Work to complete » With the string "instance" as the filter, copy each matching line from the records.

Provided data »
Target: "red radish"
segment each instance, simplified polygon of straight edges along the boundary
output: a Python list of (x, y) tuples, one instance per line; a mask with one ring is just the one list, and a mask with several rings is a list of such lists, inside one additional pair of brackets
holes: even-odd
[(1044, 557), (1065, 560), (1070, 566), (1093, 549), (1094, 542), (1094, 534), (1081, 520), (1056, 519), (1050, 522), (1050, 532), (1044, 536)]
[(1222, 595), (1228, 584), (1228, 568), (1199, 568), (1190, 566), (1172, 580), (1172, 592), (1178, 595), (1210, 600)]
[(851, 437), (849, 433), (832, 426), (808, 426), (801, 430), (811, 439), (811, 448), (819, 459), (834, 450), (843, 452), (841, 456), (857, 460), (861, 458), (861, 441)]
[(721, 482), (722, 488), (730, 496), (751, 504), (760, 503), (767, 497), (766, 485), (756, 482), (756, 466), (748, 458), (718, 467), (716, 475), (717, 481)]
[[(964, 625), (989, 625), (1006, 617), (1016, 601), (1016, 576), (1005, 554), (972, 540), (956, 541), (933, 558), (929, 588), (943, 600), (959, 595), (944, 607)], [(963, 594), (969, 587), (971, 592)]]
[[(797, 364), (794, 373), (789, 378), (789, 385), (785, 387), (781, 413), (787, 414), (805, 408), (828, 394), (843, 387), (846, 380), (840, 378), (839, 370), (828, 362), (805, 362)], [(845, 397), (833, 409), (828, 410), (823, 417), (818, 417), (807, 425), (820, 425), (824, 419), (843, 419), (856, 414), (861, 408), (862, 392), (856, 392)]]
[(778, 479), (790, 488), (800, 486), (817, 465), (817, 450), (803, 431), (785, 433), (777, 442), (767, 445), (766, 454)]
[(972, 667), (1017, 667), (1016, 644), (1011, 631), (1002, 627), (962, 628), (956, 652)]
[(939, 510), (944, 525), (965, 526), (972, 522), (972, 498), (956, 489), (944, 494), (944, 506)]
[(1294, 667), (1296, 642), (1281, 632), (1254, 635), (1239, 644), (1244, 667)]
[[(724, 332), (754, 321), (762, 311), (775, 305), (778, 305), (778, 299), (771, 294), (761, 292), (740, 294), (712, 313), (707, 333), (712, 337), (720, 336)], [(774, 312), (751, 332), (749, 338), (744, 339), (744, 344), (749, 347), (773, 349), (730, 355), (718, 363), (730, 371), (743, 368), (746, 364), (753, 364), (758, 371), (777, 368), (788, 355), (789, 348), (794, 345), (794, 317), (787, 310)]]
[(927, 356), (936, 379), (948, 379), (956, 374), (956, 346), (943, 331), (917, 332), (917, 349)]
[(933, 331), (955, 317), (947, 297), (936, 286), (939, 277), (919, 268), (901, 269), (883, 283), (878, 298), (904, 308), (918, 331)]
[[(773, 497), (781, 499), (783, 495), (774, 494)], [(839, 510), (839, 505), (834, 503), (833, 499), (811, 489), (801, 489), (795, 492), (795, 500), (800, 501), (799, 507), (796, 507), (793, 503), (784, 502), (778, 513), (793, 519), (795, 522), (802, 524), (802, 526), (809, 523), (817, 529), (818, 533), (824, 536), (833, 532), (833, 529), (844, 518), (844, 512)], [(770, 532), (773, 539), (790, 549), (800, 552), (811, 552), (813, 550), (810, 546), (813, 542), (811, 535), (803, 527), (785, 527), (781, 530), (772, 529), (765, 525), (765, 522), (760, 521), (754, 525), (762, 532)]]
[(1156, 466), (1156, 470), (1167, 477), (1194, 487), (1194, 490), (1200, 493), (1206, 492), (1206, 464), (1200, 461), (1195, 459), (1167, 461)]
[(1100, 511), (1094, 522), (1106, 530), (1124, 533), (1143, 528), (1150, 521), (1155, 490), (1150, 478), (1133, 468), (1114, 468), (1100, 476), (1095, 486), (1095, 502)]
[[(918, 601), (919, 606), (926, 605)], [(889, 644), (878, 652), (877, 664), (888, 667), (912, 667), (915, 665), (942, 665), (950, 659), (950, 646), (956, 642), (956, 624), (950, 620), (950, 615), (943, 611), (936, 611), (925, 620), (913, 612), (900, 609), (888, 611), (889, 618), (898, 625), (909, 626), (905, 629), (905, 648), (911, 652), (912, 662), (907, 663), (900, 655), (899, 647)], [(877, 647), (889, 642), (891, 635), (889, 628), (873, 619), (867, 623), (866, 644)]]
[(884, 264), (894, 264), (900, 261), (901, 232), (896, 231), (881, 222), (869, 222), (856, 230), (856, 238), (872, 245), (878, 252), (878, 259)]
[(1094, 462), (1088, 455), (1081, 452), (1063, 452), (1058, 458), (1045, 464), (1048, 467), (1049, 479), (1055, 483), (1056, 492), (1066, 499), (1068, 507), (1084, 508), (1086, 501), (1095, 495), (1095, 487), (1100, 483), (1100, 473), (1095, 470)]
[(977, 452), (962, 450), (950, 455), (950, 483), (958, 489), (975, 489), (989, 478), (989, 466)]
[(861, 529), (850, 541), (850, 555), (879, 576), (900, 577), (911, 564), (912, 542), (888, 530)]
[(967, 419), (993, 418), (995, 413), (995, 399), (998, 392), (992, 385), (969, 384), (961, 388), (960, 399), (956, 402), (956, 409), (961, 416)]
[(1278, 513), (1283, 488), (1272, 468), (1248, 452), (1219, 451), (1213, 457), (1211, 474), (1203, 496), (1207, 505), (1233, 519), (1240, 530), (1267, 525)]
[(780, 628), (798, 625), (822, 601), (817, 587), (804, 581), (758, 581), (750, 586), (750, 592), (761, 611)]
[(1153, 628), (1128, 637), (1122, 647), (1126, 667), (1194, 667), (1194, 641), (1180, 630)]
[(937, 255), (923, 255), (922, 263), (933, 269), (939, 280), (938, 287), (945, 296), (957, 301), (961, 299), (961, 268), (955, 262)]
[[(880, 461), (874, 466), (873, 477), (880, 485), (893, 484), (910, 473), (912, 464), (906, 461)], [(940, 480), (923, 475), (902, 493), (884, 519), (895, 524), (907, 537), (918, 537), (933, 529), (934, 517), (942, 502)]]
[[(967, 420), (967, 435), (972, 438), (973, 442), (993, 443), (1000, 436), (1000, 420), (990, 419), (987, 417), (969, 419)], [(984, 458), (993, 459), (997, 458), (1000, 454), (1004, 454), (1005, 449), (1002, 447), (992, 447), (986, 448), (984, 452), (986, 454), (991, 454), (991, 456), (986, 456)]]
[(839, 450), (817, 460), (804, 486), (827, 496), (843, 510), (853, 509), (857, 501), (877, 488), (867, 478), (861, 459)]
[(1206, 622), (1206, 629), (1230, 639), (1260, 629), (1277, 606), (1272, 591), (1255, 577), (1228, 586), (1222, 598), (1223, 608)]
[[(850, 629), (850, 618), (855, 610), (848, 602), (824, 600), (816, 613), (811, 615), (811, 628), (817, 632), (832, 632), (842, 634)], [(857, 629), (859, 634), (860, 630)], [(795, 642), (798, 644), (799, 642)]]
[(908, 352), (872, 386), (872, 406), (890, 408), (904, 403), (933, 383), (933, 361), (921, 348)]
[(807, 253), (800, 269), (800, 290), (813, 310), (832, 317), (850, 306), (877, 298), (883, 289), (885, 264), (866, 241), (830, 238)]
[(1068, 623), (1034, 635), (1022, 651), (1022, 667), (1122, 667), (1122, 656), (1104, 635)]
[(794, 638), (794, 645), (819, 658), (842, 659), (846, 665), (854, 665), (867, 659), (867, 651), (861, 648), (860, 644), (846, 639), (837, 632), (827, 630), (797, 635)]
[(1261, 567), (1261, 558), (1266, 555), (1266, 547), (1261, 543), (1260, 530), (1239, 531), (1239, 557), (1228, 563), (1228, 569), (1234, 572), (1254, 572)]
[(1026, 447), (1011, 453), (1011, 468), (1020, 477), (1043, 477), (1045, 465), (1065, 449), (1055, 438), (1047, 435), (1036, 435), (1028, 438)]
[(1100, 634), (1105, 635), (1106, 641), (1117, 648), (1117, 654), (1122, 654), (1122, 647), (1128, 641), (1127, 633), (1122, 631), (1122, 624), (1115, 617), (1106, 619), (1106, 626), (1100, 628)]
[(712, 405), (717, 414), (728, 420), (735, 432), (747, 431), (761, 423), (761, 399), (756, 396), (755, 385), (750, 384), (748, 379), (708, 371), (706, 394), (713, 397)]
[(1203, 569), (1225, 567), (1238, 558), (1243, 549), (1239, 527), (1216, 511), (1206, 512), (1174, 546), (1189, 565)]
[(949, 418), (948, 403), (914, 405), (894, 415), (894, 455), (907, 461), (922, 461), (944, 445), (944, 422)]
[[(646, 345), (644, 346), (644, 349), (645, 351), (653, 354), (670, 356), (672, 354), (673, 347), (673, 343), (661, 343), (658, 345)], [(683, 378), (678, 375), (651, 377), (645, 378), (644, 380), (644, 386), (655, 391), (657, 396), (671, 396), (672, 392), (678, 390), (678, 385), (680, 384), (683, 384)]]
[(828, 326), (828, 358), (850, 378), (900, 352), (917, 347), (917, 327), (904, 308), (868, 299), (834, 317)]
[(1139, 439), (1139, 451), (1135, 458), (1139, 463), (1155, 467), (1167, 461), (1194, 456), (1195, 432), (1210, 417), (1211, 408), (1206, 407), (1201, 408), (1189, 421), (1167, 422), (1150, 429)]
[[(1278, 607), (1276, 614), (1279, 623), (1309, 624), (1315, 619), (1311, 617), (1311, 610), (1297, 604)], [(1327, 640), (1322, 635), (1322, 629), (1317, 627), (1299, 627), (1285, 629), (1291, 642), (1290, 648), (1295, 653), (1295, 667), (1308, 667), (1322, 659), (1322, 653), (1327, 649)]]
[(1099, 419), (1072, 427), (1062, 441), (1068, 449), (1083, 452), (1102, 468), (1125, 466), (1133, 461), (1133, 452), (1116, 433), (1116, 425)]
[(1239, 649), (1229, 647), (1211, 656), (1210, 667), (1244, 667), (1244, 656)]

Answer space »
segment each instance, simplified polygon of straight edges along the boundary
output: a Python list of (x, y) tuples, one instance per line; a mask with one ring is just the one list, and a mask with several rings is a list of such lists, inside one additional pair of brackets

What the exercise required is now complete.